● **SUPPLIED TEXT**

Erskine Childers
Robert Erskine Childers DSC (25 June 1870 – 24 November 1922), universally known as Erskine Childers was the author of the influential novel ‘Riddle of the Sands’ and an Irish nationalist, who was executed by the authorities of the nascent Irish Free State during the Irish Civil War. He was the son of British Orientalist scholar Robert Caesar Childers; the cousin of Hugh Childers and Robert Barton; and the father of the fourth President of Ireland, Erskine Hamilton Childers.
Before his execution, in a spirit of reconciliation, Childers obtained a promise from his then 16-year-old son, the future President Erskine Hamilton Childers, to seek out and shake the hand of every man who had signed his father’s death warrant. Childers himself shook hands with each member of the firing squad that was about to execute him. His last words, spoken to them, were (characteristically) in the nature of a joke: “Take a step or two forward, lads. It will be easier that way.”

● **LISTING**
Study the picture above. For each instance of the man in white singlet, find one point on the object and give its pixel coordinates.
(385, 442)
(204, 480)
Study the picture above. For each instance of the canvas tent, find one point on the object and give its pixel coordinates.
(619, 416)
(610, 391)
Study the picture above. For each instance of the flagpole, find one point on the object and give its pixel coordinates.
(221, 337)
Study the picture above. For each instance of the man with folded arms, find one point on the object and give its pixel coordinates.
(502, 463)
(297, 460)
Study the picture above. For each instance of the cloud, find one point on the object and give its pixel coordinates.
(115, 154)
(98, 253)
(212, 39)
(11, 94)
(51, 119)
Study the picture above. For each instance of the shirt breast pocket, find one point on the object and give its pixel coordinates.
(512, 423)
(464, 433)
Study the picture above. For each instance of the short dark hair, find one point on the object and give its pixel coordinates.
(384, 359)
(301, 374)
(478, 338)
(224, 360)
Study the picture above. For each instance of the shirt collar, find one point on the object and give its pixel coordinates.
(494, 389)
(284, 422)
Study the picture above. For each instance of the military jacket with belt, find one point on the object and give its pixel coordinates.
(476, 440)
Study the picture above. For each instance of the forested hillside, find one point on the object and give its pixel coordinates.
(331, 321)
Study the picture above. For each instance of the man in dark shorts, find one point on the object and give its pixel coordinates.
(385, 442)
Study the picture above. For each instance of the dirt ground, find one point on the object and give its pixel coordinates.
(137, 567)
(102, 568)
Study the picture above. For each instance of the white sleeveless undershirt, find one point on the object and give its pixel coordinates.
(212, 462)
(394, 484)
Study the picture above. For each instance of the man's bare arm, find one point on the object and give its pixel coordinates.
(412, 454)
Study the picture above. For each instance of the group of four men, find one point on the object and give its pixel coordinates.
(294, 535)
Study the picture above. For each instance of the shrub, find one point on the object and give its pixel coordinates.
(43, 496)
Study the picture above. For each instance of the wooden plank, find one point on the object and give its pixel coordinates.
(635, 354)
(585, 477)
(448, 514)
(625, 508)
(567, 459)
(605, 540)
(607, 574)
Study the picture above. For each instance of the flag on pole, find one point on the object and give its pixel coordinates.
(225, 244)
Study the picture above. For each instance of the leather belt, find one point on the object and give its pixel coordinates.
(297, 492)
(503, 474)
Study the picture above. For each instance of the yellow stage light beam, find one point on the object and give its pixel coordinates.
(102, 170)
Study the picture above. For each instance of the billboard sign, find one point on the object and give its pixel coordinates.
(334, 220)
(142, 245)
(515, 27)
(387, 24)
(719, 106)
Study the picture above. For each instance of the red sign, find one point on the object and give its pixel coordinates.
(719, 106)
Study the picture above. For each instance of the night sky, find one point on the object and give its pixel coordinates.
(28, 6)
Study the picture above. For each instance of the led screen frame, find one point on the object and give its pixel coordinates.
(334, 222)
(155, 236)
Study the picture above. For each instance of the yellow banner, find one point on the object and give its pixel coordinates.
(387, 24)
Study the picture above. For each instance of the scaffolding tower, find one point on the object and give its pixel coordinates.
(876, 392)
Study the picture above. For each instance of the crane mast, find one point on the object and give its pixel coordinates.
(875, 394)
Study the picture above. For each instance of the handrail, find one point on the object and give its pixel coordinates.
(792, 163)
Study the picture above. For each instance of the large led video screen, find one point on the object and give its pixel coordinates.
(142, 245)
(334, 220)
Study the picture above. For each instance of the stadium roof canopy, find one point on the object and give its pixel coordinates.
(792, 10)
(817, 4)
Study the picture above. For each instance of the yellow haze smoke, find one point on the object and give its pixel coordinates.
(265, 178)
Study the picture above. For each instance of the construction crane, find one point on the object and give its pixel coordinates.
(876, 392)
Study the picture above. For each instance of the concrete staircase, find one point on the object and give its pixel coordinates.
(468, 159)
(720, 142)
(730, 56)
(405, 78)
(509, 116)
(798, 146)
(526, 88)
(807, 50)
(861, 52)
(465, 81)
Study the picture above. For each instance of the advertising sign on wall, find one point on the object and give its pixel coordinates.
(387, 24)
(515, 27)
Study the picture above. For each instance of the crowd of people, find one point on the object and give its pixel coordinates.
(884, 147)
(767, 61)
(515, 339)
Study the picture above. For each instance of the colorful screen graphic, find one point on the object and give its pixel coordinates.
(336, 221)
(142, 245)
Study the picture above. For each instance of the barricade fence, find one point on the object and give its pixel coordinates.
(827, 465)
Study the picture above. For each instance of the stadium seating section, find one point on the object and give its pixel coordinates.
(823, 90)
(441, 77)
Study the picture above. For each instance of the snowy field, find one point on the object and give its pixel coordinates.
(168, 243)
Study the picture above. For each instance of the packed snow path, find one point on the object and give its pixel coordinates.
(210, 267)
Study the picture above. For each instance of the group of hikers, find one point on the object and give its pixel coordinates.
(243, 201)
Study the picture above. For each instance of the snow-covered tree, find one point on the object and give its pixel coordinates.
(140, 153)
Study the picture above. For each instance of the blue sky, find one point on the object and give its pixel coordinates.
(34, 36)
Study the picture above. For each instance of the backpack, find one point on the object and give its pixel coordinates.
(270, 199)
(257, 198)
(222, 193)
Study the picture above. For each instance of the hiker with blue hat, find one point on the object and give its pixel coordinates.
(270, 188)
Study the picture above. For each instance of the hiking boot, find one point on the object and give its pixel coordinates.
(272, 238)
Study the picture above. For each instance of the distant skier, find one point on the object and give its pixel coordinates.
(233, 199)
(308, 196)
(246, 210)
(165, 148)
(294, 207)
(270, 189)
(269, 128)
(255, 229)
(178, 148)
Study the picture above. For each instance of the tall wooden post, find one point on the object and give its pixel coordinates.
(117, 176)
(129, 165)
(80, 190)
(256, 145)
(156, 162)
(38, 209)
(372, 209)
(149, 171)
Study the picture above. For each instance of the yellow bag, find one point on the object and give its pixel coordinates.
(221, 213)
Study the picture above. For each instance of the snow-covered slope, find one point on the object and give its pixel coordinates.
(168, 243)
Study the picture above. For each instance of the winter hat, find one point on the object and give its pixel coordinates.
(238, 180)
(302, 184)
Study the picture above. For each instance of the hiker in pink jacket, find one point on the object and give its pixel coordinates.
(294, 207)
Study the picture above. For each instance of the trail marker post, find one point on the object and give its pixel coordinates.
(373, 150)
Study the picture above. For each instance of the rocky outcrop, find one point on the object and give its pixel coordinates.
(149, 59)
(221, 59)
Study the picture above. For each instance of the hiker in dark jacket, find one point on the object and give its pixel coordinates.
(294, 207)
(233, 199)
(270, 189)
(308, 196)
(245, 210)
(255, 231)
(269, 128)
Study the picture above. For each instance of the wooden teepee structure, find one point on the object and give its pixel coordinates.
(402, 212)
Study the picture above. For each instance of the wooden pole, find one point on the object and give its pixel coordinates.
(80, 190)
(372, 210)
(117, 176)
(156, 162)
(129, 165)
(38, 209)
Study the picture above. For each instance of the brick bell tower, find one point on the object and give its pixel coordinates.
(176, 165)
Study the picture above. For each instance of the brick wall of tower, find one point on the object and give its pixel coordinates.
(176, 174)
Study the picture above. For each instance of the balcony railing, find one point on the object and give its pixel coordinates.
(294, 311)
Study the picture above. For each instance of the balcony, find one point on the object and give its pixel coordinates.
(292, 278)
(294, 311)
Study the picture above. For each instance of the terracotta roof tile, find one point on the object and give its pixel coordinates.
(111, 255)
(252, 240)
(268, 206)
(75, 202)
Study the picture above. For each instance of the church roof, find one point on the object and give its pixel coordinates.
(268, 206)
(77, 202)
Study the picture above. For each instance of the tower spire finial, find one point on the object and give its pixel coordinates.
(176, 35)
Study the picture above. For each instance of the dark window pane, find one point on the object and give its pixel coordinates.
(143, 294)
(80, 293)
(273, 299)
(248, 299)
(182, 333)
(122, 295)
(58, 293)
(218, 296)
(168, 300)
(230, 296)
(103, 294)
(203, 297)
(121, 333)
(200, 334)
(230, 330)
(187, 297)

● **TASKS FOR THIS EXERCISE**
- 1) In the Erskine Childers biography, what did Childers have his 16-year-old son promise before the execution?
- 2) Please count the lines of the records that contain the string "covered", treating uppercase and lowercase as different, and give only the number.

● **TASK ANSWERS**
- 1) To seek out and shake the hand of every man who had signed his father's death warrant.

- 2) 2